# Work instructions
Copy the listing below line for line, without changing anything. Omit the pictures from your copy.

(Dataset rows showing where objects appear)

────────────────────

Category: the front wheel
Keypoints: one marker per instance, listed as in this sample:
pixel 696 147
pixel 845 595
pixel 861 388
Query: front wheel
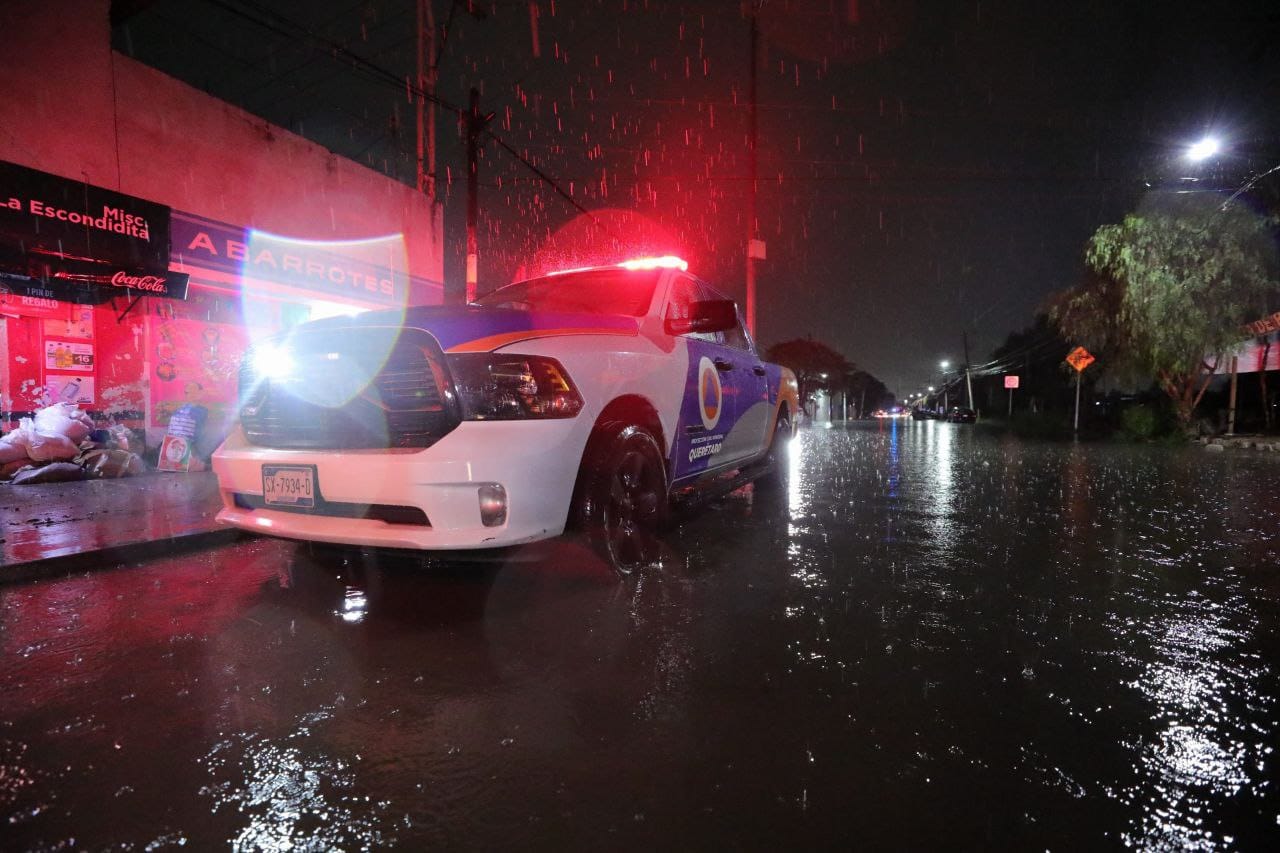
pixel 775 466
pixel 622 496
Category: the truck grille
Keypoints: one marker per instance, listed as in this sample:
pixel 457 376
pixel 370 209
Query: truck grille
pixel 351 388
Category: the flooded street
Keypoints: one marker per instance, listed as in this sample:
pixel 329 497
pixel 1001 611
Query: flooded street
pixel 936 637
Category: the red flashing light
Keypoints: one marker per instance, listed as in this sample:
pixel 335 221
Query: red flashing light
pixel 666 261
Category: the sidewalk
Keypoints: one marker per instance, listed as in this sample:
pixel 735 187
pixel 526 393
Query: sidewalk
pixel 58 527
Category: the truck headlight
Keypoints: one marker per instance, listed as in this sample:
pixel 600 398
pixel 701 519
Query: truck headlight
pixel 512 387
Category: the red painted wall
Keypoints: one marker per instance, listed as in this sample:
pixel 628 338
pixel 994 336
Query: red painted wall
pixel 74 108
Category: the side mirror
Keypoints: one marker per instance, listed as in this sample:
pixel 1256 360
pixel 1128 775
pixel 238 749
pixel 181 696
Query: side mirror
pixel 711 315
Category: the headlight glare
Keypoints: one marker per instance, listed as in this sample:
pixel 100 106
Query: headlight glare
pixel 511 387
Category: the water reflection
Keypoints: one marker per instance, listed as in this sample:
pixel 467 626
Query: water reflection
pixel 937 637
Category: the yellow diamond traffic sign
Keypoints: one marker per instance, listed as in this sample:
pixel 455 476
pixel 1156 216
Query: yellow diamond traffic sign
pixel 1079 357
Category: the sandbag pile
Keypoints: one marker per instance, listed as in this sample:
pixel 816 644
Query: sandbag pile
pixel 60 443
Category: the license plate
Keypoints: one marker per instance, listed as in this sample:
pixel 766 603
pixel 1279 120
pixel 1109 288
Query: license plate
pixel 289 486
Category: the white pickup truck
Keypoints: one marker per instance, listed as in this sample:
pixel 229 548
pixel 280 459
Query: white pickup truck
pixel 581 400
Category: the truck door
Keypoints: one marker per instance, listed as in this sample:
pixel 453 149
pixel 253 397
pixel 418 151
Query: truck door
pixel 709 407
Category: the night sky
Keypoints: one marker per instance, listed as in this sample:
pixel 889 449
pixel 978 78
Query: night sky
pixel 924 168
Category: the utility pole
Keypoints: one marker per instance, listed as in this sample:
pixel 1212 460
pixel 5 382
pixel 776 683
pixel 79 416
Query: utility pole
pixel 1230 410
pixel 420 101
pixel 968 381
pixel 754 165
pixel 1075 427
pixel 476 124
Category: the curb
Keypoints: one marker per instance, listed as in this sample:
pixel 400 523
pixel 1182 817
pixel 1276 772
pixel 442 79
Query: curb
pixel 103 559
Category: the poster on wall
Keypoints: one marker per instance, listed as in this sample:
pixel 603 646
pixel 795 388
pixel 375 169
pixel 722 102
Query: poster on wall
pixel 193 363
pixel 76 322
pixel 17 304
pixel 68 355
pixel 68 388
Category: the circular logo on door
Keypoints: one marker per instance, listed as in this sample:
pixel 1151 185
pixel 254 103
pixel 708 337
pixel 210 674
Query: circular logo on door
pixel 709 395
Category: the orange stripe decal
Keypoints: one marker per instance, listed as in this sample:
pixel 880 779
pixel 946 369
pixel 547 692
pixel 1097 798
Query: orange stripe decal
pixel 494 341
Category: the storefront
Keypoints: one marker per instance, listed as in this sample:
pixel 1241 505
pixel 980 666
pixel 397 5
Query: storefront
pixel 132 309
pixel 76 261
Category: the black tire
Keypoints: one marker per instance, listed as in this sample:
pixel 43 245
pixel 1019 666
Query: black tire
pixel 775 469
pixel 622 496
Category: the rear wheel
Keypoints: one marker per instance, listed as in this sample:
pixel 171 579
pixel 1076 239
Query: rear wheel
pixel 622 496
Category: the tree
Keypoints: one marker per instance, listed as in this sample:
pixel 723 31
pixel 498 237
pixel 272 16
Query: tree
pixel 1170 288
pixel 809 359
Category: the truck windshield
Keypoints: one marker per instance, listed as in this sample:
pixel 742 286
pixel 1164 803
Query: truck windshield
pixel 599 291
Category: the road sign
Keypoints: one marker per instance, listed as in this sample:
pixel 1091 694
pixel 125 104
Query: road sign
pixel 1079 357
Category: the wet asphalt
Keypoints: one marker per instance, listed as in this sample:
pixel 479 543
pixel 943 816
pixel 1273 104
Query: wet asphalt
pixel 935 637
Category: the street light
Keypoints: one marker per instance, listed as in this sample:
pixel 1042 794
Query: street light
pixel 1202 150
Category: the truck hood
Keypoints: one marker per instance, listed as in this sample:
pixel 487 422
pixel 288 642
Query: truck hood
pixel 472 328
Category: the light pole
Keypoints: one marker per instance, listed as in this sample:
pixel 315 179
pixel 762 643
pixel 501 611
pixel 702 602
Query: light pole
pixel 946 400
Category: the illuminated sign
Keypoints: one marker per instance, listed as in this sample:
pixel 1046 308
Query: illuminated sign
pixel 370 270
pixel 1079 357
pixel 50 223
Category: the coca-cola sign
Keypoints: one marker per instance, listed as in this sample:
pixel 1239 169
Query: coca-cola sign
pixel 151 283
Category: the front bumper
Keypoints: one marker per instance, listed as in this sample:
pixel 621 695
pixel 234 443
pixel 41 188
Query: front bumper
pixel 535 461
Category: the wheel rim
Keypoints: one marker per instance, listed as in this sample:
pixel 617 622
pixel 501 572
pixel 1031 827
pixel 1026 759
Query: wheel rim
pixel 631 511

────────────────────

# Full response
Category: the front wheel
Keypoints: one marker per instance, listed as in this sample:
pixel 696 147
pixel 845 595
pixel 861 388
Query: front wheel
pixel 775 466
pixel 622 496
Category: the truck grille
Keypoints: one marker per instance, listed as in this sample:
pixel 457 376
pixel 370 209
Query: truck grille
pixel 351 388
Category: the flooded street
Keypoints: one marker per instance, listed as in this sample:
pixel 329 497
pixel 1001 611
Query: flooded street
pixel 936 637
Category: the red flashing light
Keypoints: one marker per instance, listed as in this sample:
pixel 335 221
Query: red flashing light
pixel 666 261
Category: the sidewalk
Keypoints: one marker per instance, listed as in this sample:
pixel 735 187
pixel 526 393
Query: sidewalk
pixel 58 527
Category: the truck headlight
Keypoints: one marker per instance, listed as in this sample:
pixel 600 398
pixel 701 519
Query: truck headlight
pixel 512 387
Category: the red painted wall
Keypoints: one marker per instance, listed as in this sample:
pixel 628 338
pixel 994 336
Query: red painted wall
pixel 74 108
Category: the side mirror
Keypoints: one marker per instance, listed as in this sample:
pixel 1256 360
pixel 1128 775
pixel 238 749
pixel 181 696
Query: side mirror
pixel 711 315
Category: the headlight glare
Keypoints: one marker per instance, listed as in this sample:
pixel 100 106
Query: headlight glare
pixel 511 387
Category: the water reflection
Keypoints: one marker per instance, listed as in this sample:
pixel 467 626
Query: water reflection
pixel 937 637
Category: the yellow diamond traffic sign
Keypoints: one marker per instance, listed as in this sample:
pixel 455 476
pixel 1156 216
Query: yellow diamond traffic sign
pixel 1079 357
Category: the sandbag pile
Keypoints: one marker per instance, listed as in this sample:
pixel 816 644
Query: sandbag pile
pixel 60 443
Category: the license plate
Keypoints: one marker per instance, listed as in this sample:
pixel 766 603
pixel 1279 120
pixel 1109 288
Query: license plate
pixel 289 486
Category: the white pickup truck
Keypoints: one marker per instance, listed as in this sample:
pixel 229 548
pixel 280 459
Query: white pickup truck
pixel 581 400
Category: the truck door
Keypoints: one marker per instance, listed as in this sample:
pixel 453 149
pixel 253 397
pixel 418 151
Query: truck door
pixel 709 407
Category: the night sky
Keypoints: one marker per instance, listed as in this sample:
pixel 889 449
pixel 978 78
Query: night sky
pixel 924 168
Category: the utility pole
Keypoints: one marker per instance, listed as in this sample:
pixel 1212 460
pixel 5 382
pixel 776 683
pixel 79 416
Query: utility pole
pixel 1230 410
pixel 420 101
pixel 968 381
pixel 754 165
pixel 1075 427
pixel 476 124
Category: the curb
Keypoints: one marker per instance, listed as in this sample:
pixel 400 523
pixel 1182 817
pixel 1276 772
pixel 442 79
Query: curb
pixel 103 559
Category: the poster on wall
Keypoints: one marker per instance, listed as in this sample:
pixel 603 646
pixel 795 388
pixel 375 169
pixel 722 102
Query: poster on wall
pixel 193 363
pixel 76 322
pixel 17 304
pixel 68 355
pixel 68 388
Category: the circular logo on door
Keypoints: one marker per instance, listed as in this sample:
pixel 1151 185
pixel 254 103
pixel 708 337
pixel 210 674
Query: circular logo on door
pixel 709 395
Category: the orange stripe decal
Keypoints: one marker per instance, listed as in this sample:
pixel 880 779
pixel 946 369
pixel 547 692
pixel 1097 798
Query: orange stripe decal
pixel 494 341
Category: the storefront
Keypoints: one marker per instance, listed as in this sample:
pixel 1241 505
pixel 980 666
pixel 397 5
Query: storefront
pixel 132 309
pixel 76 261
Category: the black tire
Keypoints: one marker per instance, listed as in this sample:
pixel 43 245
pixel 1019 666
Query: black tire
pixel 775 469
pixel 622 496
Category: the rear wheel
Keypoints: one marker per instance, listed as in this sample:
pixel 171 579
pixel 1076 239
Query: rear wheel
pixel 622 496
Category: the tree
Keypoints: one marker per instance, listed as in this sample:
pixel 723 31
pixel 498 237
pixel 272 16
Query: tree
pixel 1170 288
pixel 809 359
Category: the truck windshield
Keypoints: one marker per instance, listed as in this sample:
pixel 742 286
pixel 1164 803
Query: truck windshield
pixel 599 291
Category: the road sign
Keypoints: one marker per instance, listed as in this sample:
pixel 1091 694
pixel 125 104
Query: road sign
pixel 1079 357
Category: the wet asphalt
Keypoints: one marker per instance, listed as in this sample:
pixel 479 543
pixel 943 816
pixel 1273 104
Query: wet asphalt
pixel 935 637
Category: the street light
Keypoints: one marker per instance, listed as in this sample:
pixel 1042 794
Query: street light
pixel 1202 150
Category: the truck hood
Keypoints: one marker per instance, listed as in this sample:
pixel 487 422
pixel 288 642
Query: truck hood
pixel 472 328
Category: the light pole
Keypoints: one marker per instance, listed as in this sample:
pixel 315 179
pixel 762 643
pixel 501 611
pixel 702 602
Query: light pole
pixel 946 400
Category: the illuminated sign
Keypoints: one marker per instance, listed as in this sample:
pixel 1046 308
Query: illuminated sign
pixel 370 270
pixel 1079 357
pixel 50 223
Category: the coca-cola sign
Keypoints: one marker per instance, listed as in this sample:
pixel 1239 169
Query: coca-cola sign
pixel 151 283
Category: the front bumper
Keypoints: one marker per instance, listed as in this sample:
pixel 621 695
pixel 234 443
pixel 41 188
Query: front bumper
pixel 535 461
Category: the wheel rim
Keypoints: one marker per instance, listed as in this sample:
pixel 617 622
pixel 501 572
pixel 1031 827
pixel 1026 759
Query: wheel rim
pixel 631 511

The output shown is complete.